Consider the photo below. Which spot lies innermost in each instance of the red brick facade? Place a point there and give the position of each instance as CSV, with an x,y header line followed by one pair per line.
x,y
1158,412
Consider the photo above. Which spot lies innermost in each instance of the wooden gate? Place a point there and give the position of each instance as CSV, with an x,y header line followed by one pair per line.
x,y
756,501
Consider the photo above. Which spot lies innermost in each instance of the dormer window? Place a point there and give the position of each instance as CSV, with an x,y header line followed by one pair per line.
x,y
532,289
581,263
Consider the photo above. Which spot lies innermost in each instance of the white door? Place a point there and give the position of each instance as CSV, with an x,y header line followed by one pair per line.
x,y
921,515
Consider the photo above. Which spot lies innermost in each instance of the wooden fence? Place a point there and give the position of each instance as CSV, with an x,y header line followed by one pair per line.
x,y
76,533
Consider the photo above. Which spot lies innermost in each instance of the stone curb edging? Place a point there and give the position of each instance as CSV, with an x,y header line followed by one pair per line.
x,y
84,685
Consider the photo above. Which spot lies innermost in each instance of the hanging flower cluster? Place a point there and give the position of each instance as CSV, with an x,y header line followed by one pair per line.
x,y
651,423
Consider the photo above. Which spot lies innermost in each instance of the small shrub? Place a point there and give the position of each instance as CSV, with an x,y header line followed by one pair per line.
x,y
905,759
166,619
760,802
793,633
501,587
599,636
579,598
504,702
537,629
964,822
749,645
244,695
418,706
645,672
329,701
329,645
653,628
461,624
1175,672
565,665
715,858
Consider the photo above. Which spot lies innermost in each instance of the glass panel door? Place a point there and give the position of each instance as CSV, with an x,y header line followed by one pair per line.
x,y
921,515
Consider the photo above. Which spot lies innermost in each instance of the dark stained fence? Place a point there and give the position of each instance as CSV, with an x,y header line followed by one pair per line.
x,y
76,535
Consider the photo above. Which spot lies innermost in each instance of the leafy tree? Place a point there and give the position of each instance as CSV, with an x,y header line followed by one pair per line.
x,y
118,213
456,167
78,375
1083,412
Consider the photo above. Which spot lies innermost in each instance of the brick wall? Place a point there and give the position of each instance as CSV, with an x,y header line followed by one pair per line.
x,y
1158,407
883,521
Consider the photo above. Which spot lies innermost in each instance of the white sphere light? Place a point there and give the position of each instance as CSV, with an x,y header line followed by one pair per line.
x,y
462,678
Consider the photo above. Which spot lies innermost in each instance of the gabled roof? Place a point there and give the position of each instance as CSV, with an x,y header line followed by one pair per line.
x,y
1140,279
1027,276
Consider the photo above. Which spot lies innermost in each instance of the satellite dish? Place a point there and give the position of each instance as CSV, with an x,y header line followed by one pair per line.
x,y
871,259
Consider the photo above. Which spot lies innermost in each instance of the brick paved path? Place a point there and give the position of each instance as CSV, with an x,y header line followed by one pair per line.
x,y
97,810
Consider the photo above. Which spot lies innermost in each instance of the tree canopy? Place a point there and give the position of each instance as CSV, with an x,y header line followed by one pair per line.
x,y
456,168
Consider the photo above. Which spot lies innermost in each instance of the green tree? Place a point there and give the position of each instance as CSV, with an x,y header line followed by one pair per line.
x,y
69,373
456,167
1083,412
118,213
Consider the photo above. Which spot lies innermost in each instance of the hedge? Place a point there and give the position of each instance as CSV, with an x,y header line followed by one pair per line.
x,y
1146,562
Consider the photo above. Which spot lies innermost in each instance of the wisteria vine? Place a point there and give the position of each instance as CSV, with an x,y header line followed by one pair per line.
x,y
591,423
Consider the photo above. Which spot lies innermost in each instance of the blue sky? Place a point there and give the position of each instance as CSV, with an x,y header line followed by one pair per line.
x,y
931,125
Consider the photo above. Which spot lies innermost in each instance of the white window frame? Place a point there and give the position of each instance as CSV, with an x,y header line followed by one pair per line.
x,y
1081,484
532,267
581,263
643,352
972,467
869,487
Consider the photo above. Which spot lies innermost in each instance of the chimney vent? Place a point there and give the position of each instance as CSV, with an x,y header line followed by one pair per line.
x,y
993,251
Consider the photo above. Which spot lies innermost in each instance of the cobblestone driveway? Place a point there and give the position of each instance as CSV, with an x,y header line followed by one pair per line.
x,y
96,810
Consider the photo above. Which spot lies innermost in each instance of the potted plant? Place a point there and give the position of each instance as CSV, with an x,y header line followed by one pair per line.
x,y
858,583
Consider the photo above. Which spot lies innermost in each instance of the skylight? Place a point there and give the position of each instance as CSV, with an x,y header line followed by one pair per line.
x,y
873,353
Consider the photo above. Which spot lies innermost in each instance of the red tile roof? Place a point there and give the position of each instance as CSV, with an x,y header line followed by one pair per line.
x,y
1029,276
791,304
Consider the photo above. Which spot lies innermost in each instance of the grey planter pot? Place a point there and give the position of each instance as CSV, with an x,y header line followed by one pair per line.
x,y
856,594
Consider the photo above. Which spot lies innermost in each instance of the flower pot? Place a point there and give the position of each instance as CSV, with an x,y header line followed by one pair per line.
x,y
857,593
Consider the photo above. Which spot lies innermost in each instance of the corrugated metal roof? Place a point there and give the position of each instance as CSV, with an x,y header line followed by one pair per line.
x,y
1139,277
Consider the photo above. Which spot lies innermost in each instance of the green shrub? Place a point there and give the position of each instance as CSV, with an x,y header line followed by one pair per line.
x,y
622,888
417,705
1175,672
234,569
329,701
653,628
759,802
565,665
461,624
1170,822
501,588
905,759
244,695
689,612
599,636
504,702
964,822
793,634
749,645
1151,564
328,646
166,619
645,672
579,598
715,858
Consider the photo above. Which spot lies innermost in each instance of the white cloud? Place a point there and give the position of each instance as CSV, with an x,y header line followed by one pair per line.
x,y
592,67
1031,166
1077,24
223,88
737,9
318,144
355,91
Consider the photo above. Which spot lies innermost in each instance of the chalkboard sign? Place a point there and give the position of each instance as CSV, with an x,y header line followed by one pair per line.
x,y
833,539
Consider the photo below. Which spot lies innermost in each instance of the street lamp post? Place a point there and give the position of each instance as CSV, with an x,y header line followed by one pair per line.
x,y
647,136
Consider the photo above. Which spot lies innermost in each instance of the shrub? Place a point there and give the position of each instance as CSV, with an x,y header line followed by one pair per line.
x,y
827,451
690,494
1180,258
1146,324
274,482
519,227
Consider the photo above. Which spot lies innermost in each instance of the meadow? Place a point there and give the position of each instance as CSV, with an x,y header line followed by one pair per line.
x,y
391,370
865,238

> What the task asks: Print the full listing verbatim. Leave nothing out.

> Your response:
Consider the photo below. Which spot lies innermost in each instance of the red brick facade? Place a point there and give the position of each instance as CSV, with an x,y header line followed by one pair per line.
x,y
1158,412
Consider the photo above. Which spot lies innermost in each instance of the wooden gate? Place a point there and give the position of each instance as CSV, with an x,y header line followed by one pair per line.
x,y
756,501
Consider the photo above. Which spot lies innermost in each instance of the dormer window? Place a point there and give the position of each instance as CSV, with an x,y header line followed by one pair per line.
x,y
532,289
581,263
Consider the photo above. Which spot lies innermost in each instance of the white door? Place a point there and give the position of each instance as CSV, with an x,y header line followed by one pair per line.
x,y
921,515
Consider the photo above. Which spot lies innermost in each instance of the wooden fence? Place a point there and give the position of each instance as CSV, with an x,y header line followed by one pair per line.
x,y
76,533
Consider the photo above. Which spot lies innermost in each instance of the stone curb edging? Place a point there and give the position of each instance as CSV, with an x,y header line followed by one pair per line.
x,y
84,685
Consider the photo above. Which spot lies innermost in each instance of the hanging flower cluster? Place a point there and give the position of each instance as CSV, with an x,y header line followed by one pair per line.
x,y
651,423
Consider the photo above. Which spot lies innermost in each instance of the small shrub? Place a point there and give the position of each instance as CSV, with an x,y header line followed by one pair per line.
x,y
905,759
166,619
760,802
793,633
501,587
599,636
579,598
504,702
537,629
964,822
749,645
244,695
418,706
645,672
329,701
329,645
653,628
461,624
1175,672
565,665
715,858
Consider the photo above. Which spot lies innermost in each instance of the glass panel door? Place a point there and give the position of each instance as CSV, with an x,y header line followed by one pair per line.
x,y
921,515
Consider the photo above. Which spot lies innermost in each instance of the dark stained fence? Place a point there and give the position of each instance as CSV, with an x,y header line followed by one pair per line.
x,y
76,535
Consider the photo above. Which spot lies innermost in each instance of the leafy tree? Place a point there and give the position of each instance as CSV, with an x,y header line followed by one pair per line.
x,y
118,213
456,167
78,375
1083,412
Consider the photo above. Which spot lies innermost in each instance of the brick wall? Place a point there and give the position of each instance as CSV, with an x,y header line followed by one pair per line.
x,y
1158,407
883,521
Consider the photo above. Which spot lies innermost in each instance of the white sphere light? Place a point there and give the position of each instance as CSV, with an x,y header line followed by one pair per line.
x,y
462,678
Consider the photo above. Which spot lies innermost in each instance of the gabled roof? Place a point there and give the position of each instance as CSV, with an x,y header line followed by one pair per line.
x,y
1140,279
1027,276
Consider the photo above. Which spot lies innermost in each instance of the satellite dish? Place a point there and give the position of each instance as CSV, with an x,y header line followed by one pair per line.
x,y
871,259
Consider the photo above. Which spot lies innermost in each instance of the brick paved path? Place a point there and give the position of each instance as CSV, with an x,y header line followed by one pair per line.
x,y
97,810
Consider the photo above. Which spot lies innermost in each instance of the tree canopy? Place a point there and give the position of each instance as CSV, with an x,y header line followed by one pair per line.
x,y
456,168
Consider the photo above. Which spot lies innermost in each instance of the green tree? Place a point there and give the position of each instance as CSV, with an x,y header line followed by one pair per line.
x,y
69,373
456,167
1083,412
118,213
Consider the photo above. Which spot lies innermost in each instance of the hedge? Place a point there and give the position of each instance as CSV, with an x,y header line followed by one pair per line.
x,y
1146,562
Consider the photo above. Which spot lies innermost in each instance of the wisteria vine? Place a point there and give the position of each instance as CSV, with an x,y header line followed by one pair per line.
x,y
591,423
Consider the photo above. Which spot lies innermost in each instance of the blue sky? Place a point there and give the position of each instance as CSV, with an x,y header line followed by one pair per line.
x,y
931,125
Consider the photo above. Which spot lies innermost in each instance of the white window frame? Place a point there and give the position of each instance as CSV, with an x,y header line followed by one pair per line.
x,y
1081,484
532,267
581,263
643,352
972,467
869,487
Consider the photo above. Which spot lies innermost in each instance of the chimney vent? Place a point there and give the position of each instance as CSV, with an x,y header line followed by one pair per line.
x,y
993,251
Consider the photo above. Which spot lies innermost in each instance of the cobblestone driveway? Place a point there and give the position of each instance as CSV, with an x,y header line followed by one pair per line.
x,y
96,810
Consider the photo above. Which spot lies innermost in each instance of the potted plant? Place a point there and give the position of each instance as CSV, with an x,y header line followed by one pair per line.
x,y
858,583
Consider the photo above. Which spot lies innermost in each instance of the skylight? Place a point there and give the position of each instance as CSV, with an x,y header line followed by one pair per line.
x,y
873,353
Consider the photo above. Which spot lies innermost in each instance of the red tile roof? Place a point there and give the position of each instance as CSV, with an x,y header line followed by one pair per line.
x,y
1029,276
791,304
Consider the photo above. Which spot lies innermost in each instance of the grey planter pot? Place a point there and give the position of each instance as CSV, with an x,y header line followed by one pair per line.
x,y
856,594
Consider the photo above. Which spot lies innermost in each instance of the flower pot? Place a point there and give the position of each instance as CSV, with an x,y header line followed by one pair per line.
x,y
857,593
Consider the photo above. Which spot lies innermost in each instance of the corrugated metal roof? Place a point there and give the position of each instance as CSV, with an x,y header line followed by one pair per line.
x,y
1139,277
Consider the photo above. Which spot lies innermost in each instance of the green shrub? Place a point there and give the position of each instance as CSV, with an x,y header line followed by one pair per line.
x,y
622,888
417,705
1175,672
234,569
329,701
653,628
759,802
565,665
461,624
1170,822
501,588
905,759
244,695
689,612
599,636
504,702
964,822
793,634
749,645
1151,564
328,646
166,619
645,672
579,598
715,858
Consider the photo above. Which spot lies innermost in each instance of the white cloud? Place a point there and give the position of each instance as CSV, with an x,y header line followed by one pair per line.
x,y
592,67
1031,166
1077,24
223,88
737,9
318,144
355,91
Consider the photo above. Which spot lies innermost in each instance of the chalkboard sign? Place a point there and give the position of each instance as CSV, with an x,y header line followed by one pair per line.
x,y
833,539
Consider the photo below. Which spot lies innermost in each instance of the street lamp post? Place a point there and give the position of each instance as CSV, with an x,y header line followed by one pair per line.
x,y
647,136
Consider the photo above. Which spot lies innermost in each instance of the shrub? Place a point there and give the position of each instance as CSV, with an x,y header line followed by one pair per line.
x,y
827,451
690,494
1180,258
1146,324
274,482
519,227
Consider the photo above. Which spot lies innermost in each instance of the meadow? Place a point there and give the position of each instance as CSV, with an x,y header line followed by one pair per line.
x,y
391,370
865,238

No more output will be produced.